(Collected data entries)
---+---
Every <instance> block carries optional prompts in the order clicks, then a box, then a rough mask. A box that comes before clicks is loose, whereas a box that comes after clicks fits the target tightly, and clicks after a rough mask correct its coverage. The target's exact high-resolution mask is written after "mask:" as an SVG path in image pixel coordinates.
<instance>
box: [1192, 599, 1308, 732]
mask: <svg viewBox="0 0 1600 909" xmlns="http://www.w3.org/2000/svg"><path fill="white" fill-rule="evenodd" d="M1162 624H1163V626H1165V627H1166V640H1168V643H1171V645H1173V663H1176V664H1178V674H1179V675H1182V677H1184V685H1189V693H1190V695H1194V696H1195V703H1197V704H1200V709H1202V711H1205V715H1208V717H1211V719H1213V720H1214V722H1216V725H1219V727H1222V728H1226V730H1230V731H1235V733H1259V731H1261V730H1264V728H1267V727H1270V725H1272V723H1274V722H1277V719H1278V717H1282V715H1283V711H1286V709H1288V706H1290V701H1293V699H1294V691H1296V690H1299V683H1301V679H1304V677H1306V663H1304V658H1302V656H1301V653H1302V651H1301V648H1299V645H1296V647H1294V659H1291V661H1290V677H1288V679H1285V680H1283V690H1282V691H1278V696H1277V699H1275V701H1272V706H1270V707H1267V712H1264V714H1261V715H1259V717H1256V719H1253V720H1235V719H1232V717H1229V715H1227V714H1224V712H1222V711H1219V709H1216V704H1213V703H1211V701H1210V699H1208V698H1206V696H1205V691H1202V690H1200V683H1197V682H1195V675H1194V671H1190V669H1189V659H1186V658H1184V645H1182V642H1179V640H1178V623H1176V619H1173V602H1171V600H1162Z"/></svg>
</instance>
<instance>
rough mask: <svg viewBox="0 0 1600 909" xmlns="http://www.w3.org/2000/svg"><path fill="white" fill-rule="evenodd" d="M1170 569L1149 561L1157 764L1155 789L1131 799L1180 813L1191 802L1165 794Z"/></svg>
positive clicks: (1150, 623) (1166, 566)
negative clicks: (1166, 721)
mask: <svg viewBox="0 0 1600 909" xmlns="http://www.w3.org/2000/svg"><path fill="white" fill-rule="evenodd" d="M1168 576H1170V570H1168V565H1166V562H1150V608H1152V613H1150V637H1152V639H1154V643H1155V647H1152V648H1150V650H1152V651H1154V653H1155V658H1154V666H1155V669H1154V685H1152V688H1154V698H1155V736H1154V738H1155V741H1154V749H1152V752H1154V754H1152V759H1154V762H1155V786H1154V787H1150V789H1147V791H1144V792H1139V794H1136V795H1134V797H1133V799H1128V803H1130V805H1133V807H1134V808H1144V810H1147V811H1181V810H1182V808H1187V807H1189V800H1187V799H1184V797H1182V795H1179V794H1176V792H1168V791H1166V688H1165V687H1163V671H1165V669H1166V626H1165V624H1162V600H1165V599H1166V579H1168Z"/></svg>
---+---
Task goal – Exact output of every entry is required.

Answer space –
Every <instance> block carries optional prompts in the order clicks, then a box, then a rough mask. A box that comes before clicks is loose, whereas a box that comes after clicks fits the target tightly, and clicks after a rough mask correct its coverage. The target's exact high-resolution mask is written after "mask:" as an SVG path in image pixel coordinates.
<instance>
box: [1192, 599, 1308, 732]
mask: <svg viewBox="0 0 1600 909" xmlns="http://www.w3.org/2000/svg"><path fill="white" fill-rule="evenodd" d="M1162 624H1163V626H1165V627H1166V640H1168V643H1171V645H1173V663H1176V664H1178V674H1179V675H1182V677H1184V685H1189V693H1190V695H1194V696H1195V703H1197V704H1200V709H1202V711H1205V715H1208V717H1211V719H1213V720H1214V722H1216V725H1219V727H1222V728H1226V730H1230V731H1235V733H1259V731H1261V730H1264V728H1267V727H1270V725H1272V723H1274V722H1277V719H1278V717H1282V715H1283V711H1286V709H1288V706H1290V701H1293V699H1294V691H1296V690H1299V683H1301V679H1304V677H1306V663H1304V658H1302V656H1301V653H1302V651H1301V648H1299V645H1296V647H1294V659H1291V661H1290V677H1288V679H1285V680H1283V690H1282V691H1278V696H1277V699H1275V701H1272V706H1270V707H1267V712H1264V714H1261V715H1259V717H1256V719H1253V720H1235V719H1232V717H1229V715H1227V714H1224V712H1222V711H1219V709H1216V704H1213V703H1211V701H1210V699H1208V698H1206V696H1205V691H1202V690H1200V683H1197V682H1195V675H1194V671H1190V669H1189V659H1186V658H1184V645H1182V642H1179V640H1178V623H1176V619H1173V602H1171V600H1162Z"/></svg>
</instance>
<instance>
rough mask: <svg viewBox="0 0 1600 909" xmlns="http://www.w3.org/2000/svg"><path fill="white" fill-rule="evenodd" d="M1170 569L1149 561L1157 764L1155 789L1131 799L1180 813L1191 802L1165 794Z"/></svg>
positive clicks: (1150, 623) (1166, 566)
negative clicks: (1166, 721)
mask: <svg viewBox="0 0 1600 909" xmlns="http://www.w3.org/2000/svg"><path fill="white" fill-rule="evenodd" d="M1168 576H1170V570H1168V565H1166V562H1150V608H1152V613H1150V637H1152V639H1154V643H1155V647H1152V648H1150V650H1152V651H1154V653H1155V658H1154V666H1155V669H1154V685H1152V688H1154V698H1155V736H1154V738H1155V741H1154V749H1152V752H1154V754H1152V759H1154V762H1155V786H1154V787H1150V789H1147V791H1144V792H1139V794H1136V795H1134V797H1133V799H1128V803H1130V805H1133V807H1134V808H1144V810H1147V811H1181V810H1182V808H1187V807H1189V800H1187V799H1184V797H1182V795H1179V794H1176V792H1168V791H1166V688H1165V687H1163V671H1165V669H1166V626H1165V624H1162V600H1165V599H1166V579H1168Z"/></svg>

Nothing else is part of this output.